解くべき課題:
a - 抜粋文に出てくる西暦の年をすべて、登場する順に挙げてください。
b - 抜粋文のうち「Transatlantic「」で始まり「至るまで活動が続いています。」まで続く部分を、「スーパーグループ」を「バンド」に置き換えて更新した形で示してください。

Transatlantic「SMPT:e」: 夏の夜風になびく大作!米英欧スーパーグループの記念すべき1stアルバム。
by 関口竜太 · 2018-08-09
こんばんは、ギタリストの関口です。
台風13号は進路を逸らして今日は一日過ごしやすい穏やかな一日になりました!午後からは夏らしい暑さが戻ってきましたがやっぱり晴れるというのは気持ちいいですね。明日からコミケですし悪天候は大変ですからね。。
今日みたいな日にBGMで聴いているアルバムをご紹介します。
SMPT:e / Transatlantic
Transatlantic(トランスアトランティック)は、米英欧プログレッシブ・ロックのスーパーグループ。こちらは1999年にリリースされた記念すべき1stアルバムで、以後不定期ではありますが2014年に4thアルバムをリリースするに至るまで活動が続いています。
超大作をテーマにしたスーパーグループ
かつてこれほどまでのメンバーが集結したグループも珍しいです。

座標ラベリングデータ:
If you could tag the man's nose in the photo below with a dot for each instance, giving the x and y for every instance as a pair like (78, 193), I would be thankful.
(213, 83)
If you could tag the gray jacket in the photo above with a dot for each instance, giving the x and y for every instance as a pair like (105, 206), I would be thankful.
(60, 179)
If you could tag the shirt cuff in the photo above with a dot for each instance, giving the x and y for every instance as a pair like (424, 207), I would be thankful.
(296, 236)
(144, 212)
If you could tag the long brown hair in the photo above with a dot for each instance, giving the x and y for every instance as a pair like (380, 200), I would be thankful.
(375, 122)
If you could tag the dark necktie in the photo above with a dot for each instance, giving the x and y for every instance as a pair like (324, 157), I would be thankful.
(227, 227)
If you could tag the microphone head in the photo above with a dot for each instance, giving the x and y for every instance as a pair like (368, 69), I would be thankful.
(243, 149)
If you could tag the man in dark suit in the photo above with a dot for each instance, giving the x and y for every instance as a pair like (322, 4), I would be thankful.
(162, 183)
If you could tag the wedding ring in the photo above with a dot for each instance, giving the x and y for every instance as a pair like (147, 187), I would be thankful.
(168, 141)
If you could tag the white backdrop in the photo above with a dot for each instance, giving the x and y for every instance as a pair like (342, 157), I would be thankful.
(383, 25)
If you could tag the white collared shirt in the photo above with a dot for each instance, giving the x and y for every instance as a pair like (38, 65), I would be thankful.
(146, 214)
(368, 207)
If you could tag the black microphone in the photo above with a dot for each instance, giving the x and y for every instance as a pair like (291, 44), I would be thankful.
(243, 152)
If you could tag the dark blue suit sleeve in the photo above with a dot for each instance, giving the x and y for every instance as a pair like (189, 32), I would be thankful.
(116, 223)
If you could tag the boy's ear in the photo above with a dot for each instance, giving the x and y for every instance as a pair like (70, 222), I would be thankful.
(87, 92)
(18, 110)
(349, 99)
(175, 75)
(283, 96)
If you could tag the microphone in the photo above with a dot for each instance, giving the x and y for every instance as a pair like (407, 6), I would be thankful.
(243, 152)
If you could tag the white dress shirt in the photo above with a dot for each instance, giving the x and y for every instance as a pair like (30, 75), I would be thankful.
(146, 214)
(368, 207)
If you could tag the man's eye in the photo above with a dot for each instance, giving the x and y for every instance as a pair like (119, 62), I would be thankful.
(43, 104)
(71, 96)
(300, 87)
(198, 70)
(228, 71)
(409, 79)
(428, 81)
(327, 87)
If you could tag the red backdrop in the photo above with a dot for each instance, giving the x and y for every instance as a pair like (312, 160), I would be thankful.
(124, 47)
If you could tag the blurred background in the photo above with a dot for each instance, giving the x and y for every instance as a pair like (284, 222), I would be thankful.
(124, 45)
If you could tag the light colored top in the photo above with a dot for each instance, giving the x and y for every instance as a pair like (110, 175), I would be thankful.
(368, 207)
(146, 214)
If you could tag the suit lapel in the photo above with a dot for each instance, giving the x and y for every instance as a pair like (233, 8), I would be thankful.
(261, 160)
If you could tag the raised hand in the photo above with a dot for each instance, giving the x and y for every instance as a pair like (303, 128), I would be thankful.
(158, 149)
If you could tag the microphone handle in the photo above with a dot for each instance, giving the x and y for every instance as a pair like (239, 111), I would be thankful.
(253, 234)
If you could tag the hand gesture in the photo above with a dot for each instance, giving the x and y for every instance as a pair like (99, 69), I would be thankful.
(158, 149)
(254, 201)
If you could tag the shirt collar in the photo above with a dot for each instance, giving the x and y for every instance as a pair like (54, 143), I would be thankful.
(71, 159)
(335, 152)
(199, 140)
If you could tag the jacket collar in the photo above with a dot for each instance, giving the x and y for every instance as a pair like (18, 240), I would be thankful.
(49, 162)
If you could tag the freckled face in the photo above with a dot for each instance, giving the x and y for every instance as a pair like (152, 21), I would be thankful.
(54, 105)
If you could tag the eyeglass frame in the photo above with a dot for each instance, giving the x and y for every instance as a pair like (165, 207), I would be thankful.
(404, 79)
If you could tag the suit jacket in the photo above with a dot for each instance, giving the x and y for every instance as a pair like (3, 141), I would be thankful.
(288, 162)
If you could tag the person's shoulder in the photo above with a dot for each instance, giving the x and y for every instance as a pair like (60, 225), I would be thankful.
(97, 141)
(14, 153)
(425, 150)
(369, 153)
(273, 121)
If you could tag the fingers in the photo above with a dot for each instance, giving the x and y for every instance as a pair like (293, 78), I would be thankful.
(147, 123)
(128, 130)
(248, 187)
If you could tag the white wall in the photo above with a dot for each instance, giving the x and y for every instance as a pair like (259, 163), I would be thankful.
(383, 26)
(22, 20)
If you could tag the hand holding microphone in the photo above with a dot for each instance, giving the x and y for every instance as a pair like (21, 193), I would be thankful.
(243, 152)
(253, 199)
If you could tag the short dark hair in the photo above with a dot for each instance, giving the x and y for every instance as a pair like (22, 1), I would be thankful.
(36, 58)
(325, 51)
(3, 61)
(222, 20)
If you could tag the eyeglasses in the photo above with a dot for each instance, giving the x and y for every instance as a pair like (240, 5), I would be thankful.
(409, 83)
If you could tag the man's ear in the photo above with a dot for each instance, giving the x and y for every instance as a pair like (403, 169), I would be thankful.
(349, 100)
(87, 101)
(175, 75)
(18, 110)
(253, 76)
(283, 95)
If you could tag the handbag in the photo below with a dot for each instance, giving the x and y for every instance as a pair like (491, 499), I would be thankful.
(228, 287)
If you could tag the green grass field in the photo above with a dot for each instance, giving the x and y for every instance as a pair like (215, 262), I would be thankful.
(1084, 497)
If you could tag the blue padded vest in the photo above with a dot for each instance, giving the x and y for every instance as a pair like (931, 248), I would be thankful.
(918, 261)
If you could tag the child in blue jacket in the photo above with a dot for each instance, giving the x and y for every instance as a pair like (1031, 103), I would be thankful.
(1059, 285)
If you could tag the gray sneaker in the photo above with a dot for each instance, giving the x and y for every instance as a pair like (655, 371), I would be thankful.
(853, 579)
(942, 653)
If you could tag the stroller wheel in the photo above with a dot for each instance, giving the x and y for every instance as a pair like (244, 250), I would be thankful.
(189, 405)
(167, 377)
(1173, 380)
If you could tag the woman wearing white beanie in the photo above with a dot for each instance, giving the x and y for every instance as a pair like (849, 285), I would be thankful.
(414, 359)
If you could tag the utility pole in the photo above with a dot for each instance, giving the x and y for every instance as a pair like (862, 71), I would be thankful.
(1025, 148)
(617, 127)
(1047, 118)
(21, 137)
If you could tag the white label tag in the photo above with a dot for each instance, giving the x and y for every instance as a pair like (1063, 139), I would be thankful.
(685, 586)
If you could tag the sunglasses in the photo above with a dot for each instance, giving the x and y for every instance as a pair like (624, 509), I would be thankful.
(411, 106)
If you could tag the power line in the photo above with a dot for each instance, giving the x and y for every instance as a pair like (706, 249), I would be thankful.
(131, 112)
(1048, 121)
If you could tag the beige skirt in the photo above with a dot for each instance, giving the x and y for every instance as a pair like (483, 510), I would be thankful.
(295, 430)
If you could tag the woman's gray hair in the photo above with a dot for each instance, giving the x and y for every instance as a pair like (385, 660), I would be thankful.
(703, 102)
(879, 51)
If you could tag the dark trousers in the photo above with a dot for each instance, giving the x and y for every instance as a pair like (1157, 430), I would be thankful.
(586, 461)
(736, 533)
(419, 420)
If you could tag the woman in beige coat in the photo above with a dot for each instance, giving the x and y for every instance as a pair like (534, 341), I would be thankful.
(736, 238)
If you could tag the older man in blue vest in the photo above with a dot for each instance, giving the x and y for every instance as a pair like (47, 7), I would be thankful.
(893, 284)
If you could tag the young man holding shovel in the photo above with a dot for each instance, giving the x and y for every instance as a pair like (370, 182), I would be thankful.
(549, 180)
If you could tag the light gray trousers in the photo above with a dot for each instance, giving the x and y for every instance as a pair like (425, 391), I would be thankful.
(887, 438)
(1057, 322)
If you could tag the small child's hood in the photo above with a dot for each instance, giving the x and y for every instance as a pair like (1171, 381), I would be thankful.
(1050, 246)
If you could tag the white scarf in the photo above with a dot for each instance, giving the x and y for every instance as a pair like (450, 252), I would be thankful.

課題別の解答:
a - 2018、1999、2014

b -
Transatlantic「SMPT:e」: 夏の夜風になびく大作!米英欧バンドの記念すべき1stアルバム。
by 関口竜太 · 2018-08-09
こんばんは、ギタリストの関口です。
台風13号は進路を逸らして今日は一日過ごしやすい穏やかな一日になりました!午後からは夏らしい暑さが戻ってきましたがやっぱり晴れるというのは気持ちいいですね。明日からコミケですし悪天候は大変ですからね。。
今日みたいな日にBGMで聴いているアルバムをご紹介します。
SMPT:e / Transatlantic
Transatlantic(トランスアトランティック)は、米英欧プログレッシブ・ロックのバンド。こちらは1999年にリリースされた記念すべき1stアルバムで、以後不定期ではありますが2014年に4thアルバムをリリースするに至るまで活動が続いています。